• **Listed records**

* * * * *

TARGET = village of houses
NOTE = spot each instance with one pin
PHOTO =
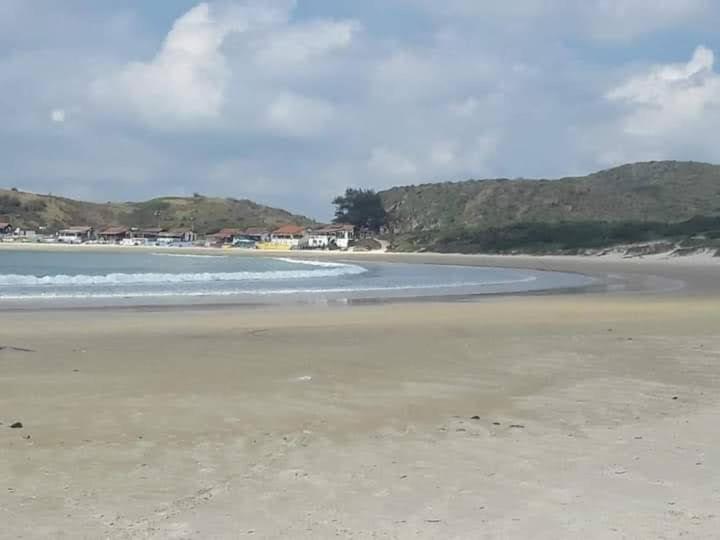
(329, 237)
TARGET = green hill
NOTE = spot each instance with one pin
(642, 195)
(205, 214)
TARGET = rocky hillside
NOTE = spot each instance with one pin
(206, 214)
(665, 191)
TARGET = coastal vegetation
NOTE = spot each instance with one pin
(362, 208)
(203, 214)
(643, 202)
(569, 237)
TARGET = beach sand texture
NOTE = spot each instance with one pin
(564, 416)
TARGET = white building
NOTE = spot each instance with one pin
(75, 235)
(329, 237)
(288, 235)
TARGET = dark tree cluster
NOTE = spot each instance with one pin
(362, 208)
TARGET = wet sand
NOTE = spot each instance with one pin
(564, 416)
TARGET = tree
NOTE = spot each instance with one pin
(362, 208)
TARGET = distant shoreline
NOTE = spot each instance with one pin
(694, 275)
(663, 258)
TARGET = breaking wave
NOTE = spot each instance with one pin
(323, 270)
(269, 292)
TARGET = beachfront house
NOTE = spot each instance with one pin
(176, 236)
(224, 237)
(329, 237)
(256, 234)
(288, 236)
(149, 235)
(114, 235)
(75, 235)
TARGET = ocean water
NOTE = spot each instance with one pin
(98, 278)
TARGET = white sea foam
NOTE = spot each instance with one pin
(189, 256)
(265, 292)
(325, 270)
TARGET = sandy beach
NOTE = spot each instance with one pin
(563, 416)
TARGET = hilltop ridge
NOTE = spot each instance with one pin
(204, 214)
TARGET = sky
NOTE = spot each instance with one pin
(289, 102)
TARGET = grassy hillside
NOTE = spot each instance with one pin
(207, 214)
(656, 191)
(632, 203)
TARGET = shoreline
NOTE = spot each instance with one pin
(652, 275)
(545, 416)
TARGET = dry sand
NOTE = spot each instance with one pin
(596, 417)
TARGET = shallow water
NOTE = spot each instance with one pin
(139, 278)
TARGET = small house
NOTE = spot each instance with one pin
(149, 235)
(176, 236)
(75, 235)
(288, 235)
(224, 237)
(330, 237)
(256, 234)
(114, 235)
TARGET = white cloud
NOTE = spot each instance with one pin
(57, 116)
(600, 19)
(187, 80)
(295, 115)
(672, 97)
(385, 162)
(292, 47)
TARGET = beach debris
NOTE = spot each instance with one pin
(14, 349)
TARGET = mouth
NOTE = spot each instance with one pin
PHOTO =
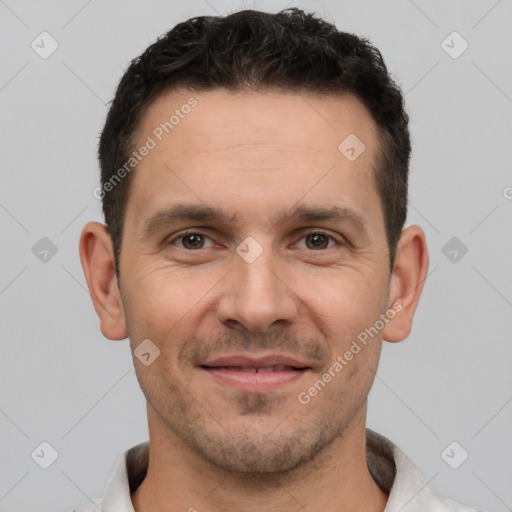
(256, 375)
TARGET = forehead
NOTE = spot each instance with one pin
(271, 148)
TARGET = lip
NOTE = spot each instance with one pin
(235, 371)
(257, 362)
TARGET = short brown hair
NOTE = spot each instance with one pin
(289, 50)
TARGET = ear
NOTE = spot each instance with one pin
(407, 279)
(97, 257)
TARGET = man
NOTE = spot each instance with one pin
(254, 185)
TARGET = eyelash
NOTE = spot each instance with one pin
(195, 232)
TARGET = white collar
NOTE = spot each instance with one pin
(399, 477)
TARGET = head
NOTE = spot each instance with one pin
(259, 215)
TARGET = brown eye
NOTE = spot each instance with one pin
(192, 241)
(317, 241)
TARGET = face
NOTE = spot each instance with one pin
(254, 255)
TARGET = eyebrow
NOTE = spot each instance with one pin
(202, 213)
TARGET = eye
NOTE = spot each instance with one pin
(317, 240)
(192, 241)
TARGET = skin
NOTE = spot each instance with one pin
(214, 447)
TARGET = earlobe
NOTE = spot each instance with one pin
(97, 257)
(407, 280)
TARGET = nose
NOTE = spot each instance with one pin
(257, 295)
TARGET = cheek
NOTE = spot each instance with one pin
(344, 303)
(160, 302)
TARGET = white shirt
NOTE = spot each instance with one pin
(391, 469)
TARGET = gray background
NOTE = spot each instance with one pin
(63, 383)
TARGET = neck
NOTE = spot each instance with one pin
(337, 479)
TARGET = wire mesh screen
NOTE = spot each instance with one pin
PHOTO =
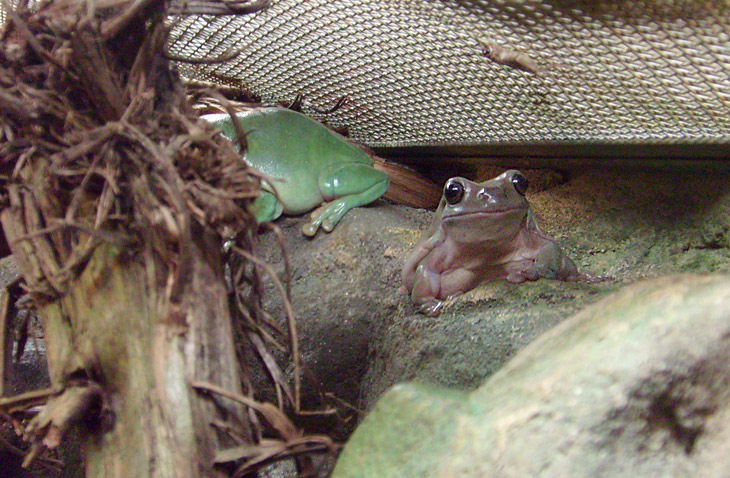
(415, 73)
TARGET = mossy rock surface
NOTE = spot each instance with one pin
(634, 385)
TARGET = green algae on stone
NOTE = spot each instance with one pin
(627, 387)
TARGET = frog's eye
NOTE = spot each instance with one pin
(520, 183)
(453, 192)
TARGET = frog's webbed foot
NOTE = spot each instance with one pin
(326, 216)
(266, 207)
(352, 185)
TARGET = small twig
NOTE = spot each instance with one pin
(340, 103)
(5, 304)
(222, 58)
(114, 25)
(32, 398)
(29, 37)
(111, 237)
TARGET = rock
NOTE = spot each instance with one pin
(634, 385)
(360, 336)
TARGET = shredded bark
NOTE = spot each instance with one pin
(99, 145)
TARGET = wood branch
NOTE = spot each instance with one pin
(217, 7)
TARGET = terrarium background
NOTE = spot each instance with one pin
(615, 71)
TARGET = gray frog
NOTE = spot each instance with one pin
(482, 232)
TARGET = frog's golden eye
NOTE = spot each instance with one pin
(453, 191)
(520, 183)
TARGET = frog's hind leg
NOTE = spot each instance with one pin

* * * * *

• **Exercise description**
Update the whole listing above by changing each "pin" to "marker" and leaving everything else as it is. Leave the pictures out of your answer.

• **The response**
TARGET = village of houses
NOTE = spot each instance with one marker
PHOTO =
(329, 237)
TARGET = green hill
NOTE = spot each instance with one marker
(642, 195)
(205, 214)
TARGET = rocky hillside
NOTE = spot each instance with one marker
(206, 214)
(665, 191)
TARGET = coastal vegetation
NOTE = spot each instance with one marker
(362, 208)
(203, 214)
(643, 202)
(569, 237)
TARGET = beach sand texture
NOTE = spot each instance with one marker
(564, 416)
TARGET = white building
NOTE = spot each instance with one marker
(75, 235)
(329, 237)
(288, 235)
TARGET = dark tree cluster
NOTE = spot each instance with one marker
(362, 208)
TARGET = wet sand
NOTE = spot each instance with one marker
(564, 416)
TARGET = tree
NOTE = spot each instance with one marker
(362, 208)
TARGET = distant shoreline
NOTE = spot each instance with one marker
(694, 275)
(663, 258)
TARGET = breaking wave
NOTE = spot each instance with one marker
(323, 270)
(269, 292)
TARGET = beachfront house
NOTE = spot each instance with one marker
(176, 236)
(224, 237)
(329, 237)
(256, 234)
(288, 236)
(149, 235)
(114, 235)
(75, 235)
TARGET = ocean water
NOTE = spot each instance with one marker
(98, 278)
TARGET = white sea foam
NOTE = spot each instance with one marker
(189, 256)
(265, 292)
(325, 270)
TARGET = sandy beach
NOTE = spot each instance with one marker
(563, 416)
TARGET = hilltop ridge
NOTE = spot each instance with one marker
(204, 214)
TARGET = sky
NOTE = spot each instance with one marker
(289, 102)
TARGET = grassy hillside
NOTE = spot each instance with one marker
(207, 214)
(656, 191)
(632, 203)
TARGET = shoreline
NOTE = spot each instance with one marker
(652, 275)
(545, 416)
TARGET = dry sand
NOTE = spot each instance with one marker
(596, 417)
TARGET = shallow water
NOTE = spot each instance with one marker
(139, 278)
TARGET = small house
NOTE = spot each instance with one marker
(149, 235)
(176, 236)
(75, 235)
(288, 235)
(224, 237)
(330, 237)
(256, 234)
(114, 235)
TARGET = white cloud
NOTE = spot each instance with one marker
(57, 116)
(600, 19)
(187, 80)
(295, 115)
(672, 97)
(385, 162)
(292, 47)
TARGET = beach debris
NOTE = spot each instance with one marker
(14, 349)
TARGET = mouth
NOTE = spot each instance with one marker
PHOTO =
(256, 375)
TARGET = forehead
NOTE = spot each instance with one marker
(271, 148)
TARGET = lip
NOTE = spot each instance with one marker
(235, 371)
(257, 362)
TARGET = short brown hair
NOTE = spot each instance with one marker
(289, 50)
TARGET = ear
NOTE = spot each instance with one marker
(407, 279)
(97, 257)
TARGET = man
NOTE = spot each instance with one marker
(254, 185)
TARGET = eyelash
NOTE = spot each instance with one marker
(195, 232)
TARGET = white collar
NOTE = spot each instance with one marker
(399, 477)
TARGET = head
NOTE = spot each instance with one marker
(259, 215)
TARGET = brown eye
NOTE = spot each instance with one marker
(192, 241)
(317, 241)
TARGET = face
NOTE = spot each instance with one marker
(254, 255)
TARGET = eyebrow
NOTE = spot each instance with one marker
(202, 213)
TARGET = eye
NOTE = spot each instance with one marker
(317, 240)
(192, 241)
TARGET = skin
NOTE = spot each instance with one marker
(214, 447)
TARGET = earlobe
NOTE = spot each instance with one marker
(97, 257)
(407, 280)
TARGET = nose
NOTE = spot each instance with one marker
(257, 295)
TARGET = cheek
NOTE = spot each instance with one marker
(344, 303)
(160, 302)
TARGET = white shirt
NOTE = spot each instance with one marker
(391, 469)
TARGET = gray background
NOTE = spot each instance with one marker
(63, 383)
TARGET = neck
NOTE = spot each instance with one marker
(337, 479)
TARGET = wire mesh screen
NOTE = spot each instance with one marker
PHOTO =
(415, 73)
TARGET = mossy rock surface
NOTE = spot each instance with one marker
(634, 385)
TARGET = green algae on stone
NOTE = spot each instance with one marker
(627, 387)
TARGET = frog's eye
NOTE = spot each instance with one marker
(520, 183)
(453, 192)
TARGET = frog's webbed foot
NOTE = spot each instance with one marker
(326, 216)
(266, 207)
(352, 185)
TARGET = small twig
NOTE = spot each instance with one marker
(340, 103)
(5, 304)
(222, 58)
(114, 25)
(32, 398)
(29, 37)
(111, 237)
TARGET = rock
NOTE = spot each instance with one marker
(634, 385)
(360, 336)
TARGET = shredded bark
NOTE = spot each instance with one marker
(99, 145)
TARGET = wood branch
NOTE = spot each instance with one marker
(217, 7)
TARGET = terrarium background
NOTE = spot each instance with one marker
(615, 71)
TARGET = gray frog
NOTE = spot each instance with one marker
(482, 232)
TARGET = frog's golden eye
NOTE = spot each instance with one marker
(453, 191)
(520, 183)
TARGET = frog's hind leg
NOTE = spot each instance with one marker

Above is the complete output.